Once you have read the records below, write them all out exactly as given.

» **Natural-language object grounding data**:
*-*-*
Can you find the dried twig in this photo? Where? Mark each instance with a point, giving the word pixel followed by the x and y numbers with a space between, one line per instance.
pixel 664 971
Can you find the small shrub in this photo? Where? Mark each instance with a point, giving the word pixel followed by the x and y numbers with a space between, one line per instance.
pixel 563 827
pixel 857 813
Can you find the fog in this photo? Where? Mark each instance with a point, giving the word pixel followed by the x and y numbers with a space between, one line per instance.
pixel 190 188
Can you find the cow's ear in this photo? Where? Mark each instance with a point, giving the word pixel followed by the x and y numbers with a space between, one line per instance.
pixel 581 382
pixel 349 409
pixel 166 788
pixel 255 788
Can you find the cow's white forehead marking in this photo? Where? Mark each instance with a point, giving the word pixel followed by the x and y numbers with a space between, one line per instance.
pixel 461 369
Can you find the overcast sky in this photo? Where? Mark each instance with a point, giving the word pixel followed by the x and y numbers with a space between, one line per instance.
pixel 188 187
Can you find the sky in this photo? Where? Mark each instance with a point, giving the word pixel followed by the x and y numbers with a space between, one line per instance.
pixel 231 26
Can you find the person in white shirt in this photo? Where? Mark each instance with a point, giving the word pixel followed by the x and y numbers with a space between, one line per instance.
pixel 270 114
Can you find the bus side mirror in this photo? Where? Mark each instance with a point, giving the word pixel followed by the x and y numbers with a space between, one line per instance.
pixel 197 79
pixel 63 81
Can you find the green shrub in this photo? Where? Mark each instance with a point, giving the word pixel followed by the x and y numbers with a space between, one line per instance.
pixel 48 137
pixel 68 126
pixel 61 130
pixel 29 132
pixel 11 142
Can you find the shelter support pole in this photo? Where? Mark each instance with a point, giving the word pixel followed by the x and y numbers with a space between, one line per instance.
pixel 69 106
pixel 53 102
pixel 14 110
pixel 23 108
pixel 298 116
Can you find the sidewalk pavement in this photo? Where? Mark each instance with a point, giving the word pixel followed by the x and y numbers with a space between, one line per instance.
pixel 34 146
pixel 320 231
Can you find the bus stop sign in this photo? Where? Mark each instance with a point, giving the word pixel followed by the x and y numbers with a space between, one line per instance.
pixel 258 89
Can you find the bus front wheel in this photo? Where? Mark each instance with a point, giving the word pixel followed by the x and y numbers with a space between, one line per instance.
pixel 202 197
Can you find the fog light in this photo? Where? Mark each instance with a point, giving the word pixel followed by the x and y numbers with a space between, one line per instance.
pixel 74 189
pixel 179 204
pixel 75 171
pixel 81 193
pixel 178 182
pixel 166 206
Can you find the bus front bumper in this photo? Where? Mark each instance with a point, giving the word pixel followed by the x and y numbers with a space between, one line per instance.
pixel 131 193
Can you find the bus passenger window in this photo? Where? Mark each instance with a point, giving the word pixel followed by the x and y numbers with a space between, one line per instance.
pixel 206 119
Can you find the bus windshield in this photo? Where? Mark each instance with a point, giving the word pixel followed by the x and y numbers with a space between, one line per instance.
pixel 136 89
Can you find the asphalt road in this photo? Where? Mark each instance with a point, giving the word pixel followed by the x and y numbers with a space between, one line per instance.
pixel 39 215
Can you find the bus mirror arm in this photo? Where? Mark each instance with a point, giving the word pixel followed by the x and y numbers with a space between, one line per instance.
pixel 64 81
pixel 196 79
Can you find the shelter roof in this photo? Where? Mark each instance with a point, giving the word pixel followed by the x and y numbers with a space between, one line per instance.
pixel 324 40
*-*-*
» **RESPONSE TO THE EXERCISE**:
Can you find the dried twig in this photo? Where? Mark each instance with a point, giving the word pixel followed by the x and y numbers with a space between, one line per instance.
pixel 664 971
Can you find the small shrub in this photo? Where? Mark each instance with a point, giving the word pixel followed by the x and y numbers with a space between, one line per instance.
pixel 563 827
pixel 857 813
Can you find the fog in this photo? Where? Mark each instance with a point, giving the word pixel followed by the x and y numbers with a space between, one line per instance.
pixel 190 188
Can you find the cow's ear in this photo? Where? Mark each instance with a point, giving the word pixel followed by the x and y numbers with a space between, one line per instance.
pixel 581 382
pixel 349 409
pixel 166 788
pixel 255 788
Can you find the cow's white forehead marking in this photo? Where? Mark each instance with a point, giving the word pixel followed by the x and y numbers with a space between, one line per instance.
pixel 461 369
Can you find the overcast sky in this photo? Where? Mark each instance with a point, giving the word pixel followed by the x and y numbers with a space between, one line per instance.
pixel 188 187
Can you find the sky in this photo? Where? Mark each instance with a point, giving the word pixel followed by the x and y numbers with a space between, one line per instance.
pixel 231 26
Can you find the person in white shirt in this photo? Where? Mark each instance with a point, giving the word pixel followed by the x and y numbers with a space between, one line per instance.
pixel 270 114
Can you find the bus side mirror in this photo? Where? Mark each instance with a point, giving the word pixel followed by the x and y numbers with a space between, one line per instance.
pixel 197 79
pixel 63 81
Can you find the green shrub in this photo? Where? Mark each instance with a point, giving the word pixel followed by the x and y numbers with a space between, one line per instance.
pixel 48 137
pixel 68 126
pixel 61 130
pixel 29 132
pixel 11 142
Can you find the shelter support pole in this photo? Where? Mark each instance with a point, giving the word pixel followed by the x and y numbers with a space between, one line per instance.
pixel 69 106
pixel 53 102
pixel 14 110
pixel 23 108
pixel 298 116
Can you find the sidewalk pavement in this photo? Where? Mark each instance with a point, giving the word pixel followed by the x and y numbers with a space between, one line per instance.
pixel 34 146
pixel 320 231
Can you find the bus stop sign in this photo? Where? Mark each instance with a point, giving the word pixel followed by the x and y numbers with a space between, one line per instance.
pixel 258 89
Can you find the bus front wheel in this photo? Where? Mark each instance with a point, giving the word pixel followed by the x and y numbers with a space between, one line per instance.
pixel 202 197
Can you find the fog light in this photo? Where? Mark each instance with a point, giving the word pixel followed by the x and y numbers with a space between, one line per instance.
pixel 74 189
pixel 179 204
pixel 75 171
pixel 81 193
pixel 178 182
pixel 166 206
Can you find the bus front bumper in this photo? Where? Mark each instance with a point, giving the word pixel followed by the x and y numbers with a space between, one line per instance.
pixel 131 193
Can you find the bus passenger window in this photo? Where? Mark each instance with a point, giving the word pixel followed by the x and y numbers with a space between, one line per instance.
pixel 206 119
Can you find the bus windshield in this photo? Where? Mark each instance with a point, giving the word pixel followed by the x and y numbers with a space between, one line per instance.
pixel 136 89
Can you find the asphalt road in this photo? Where? Mark each instance with a point, giving the word pixel followed by the x and y numbers with a space between, one line per instance.
pixel 39 215
Can you find the bus mirror arm in this photo? Where? Mark each instance with a point, giving the word pixel followed by the x and y numbers with a space between, one line per instance.
pixel 64 81
pixel 196 79
Can you find the shelter roof in this photo? Where? Mark each instance with a point, giving the word pixel followed by the x and y numbers with a space between, one line per instance.
pixel 324 40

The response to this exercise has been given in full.